Data shown Block Start

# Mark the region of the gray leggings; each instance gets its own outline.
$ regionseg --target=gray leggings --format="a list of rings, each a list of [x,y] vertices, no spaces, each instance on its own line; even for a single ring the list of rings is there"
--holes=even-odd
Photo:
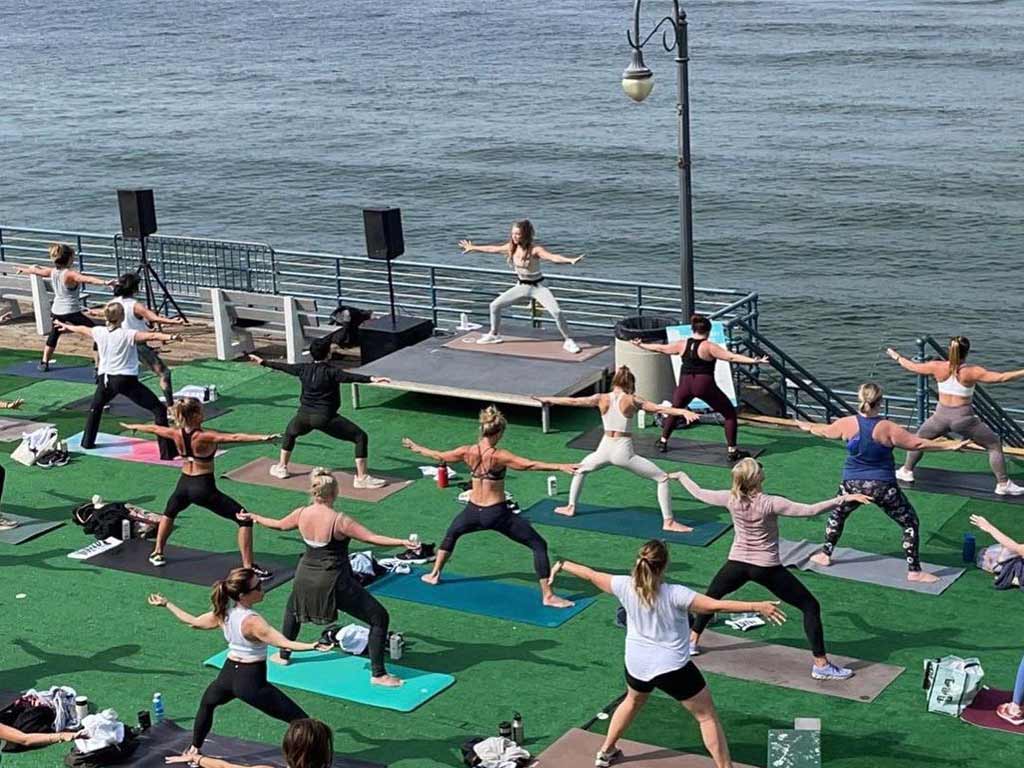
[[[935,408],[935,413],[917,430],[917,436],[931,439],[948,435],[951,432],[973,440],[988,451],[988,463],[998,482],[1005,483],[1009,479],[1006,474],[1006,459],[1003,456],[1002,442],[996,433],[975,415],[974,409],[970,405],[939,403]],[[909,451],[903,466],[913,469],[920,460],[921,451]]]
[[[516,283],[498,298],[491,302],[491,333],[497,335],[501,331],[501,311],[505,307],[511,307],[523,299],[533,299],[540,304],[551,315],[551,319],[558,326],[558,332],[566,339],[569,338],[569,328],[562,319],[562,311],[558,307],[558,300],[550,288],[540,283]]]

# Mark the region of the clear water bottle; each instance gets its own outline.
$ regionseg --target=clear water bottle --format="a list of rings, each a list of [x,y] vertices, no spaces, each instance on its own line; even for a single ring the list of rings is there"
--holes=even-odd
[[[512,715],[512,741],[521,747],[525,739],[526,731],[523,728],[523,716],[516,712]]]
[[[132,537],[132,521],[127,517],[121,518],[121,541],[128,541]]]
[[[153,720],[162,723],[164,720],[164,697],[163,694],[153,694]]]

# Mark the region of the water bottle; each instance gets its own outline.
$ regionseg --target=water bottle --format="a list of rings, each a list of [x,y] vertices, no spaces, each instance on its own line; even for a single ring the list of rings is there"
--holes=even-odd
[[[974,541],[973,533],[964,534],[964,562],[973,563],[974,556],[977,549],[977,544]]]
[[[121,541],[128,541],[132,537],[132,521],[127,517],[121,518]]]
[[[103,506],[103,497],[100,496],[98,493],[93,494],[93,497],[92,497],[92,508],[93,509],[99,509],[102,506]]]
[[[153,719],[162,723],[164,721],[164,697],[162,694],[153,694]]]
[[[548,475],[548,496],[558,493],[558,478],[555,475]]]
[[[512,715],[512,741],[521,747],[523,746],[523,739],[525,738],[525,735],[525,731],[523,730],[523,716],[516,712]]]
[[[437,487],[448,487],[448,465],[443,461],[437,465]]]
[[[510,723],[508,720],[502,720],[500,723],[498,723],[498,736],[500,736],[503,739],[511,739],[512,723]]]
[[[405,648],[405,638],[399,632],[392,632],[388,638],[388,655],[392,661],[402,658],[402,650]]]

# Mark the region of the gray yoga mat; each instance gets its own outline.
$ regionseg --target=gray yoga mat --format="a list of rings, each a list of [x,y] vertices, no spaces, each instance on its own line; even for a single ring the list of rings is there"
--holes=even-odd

Data shown Block End

=== Exercise objective ===
Reproduce every line of the listing above in which the string "leggings" appears.

=== Result ===
# Mark the region of the gray leggings; each instance gets its own outline.
$ regionseg --target=gray leggings --format="a list of rings, each a list of [x,y] vertices, no spaces, each instance on its own line; even for a single ring the list of rings is there"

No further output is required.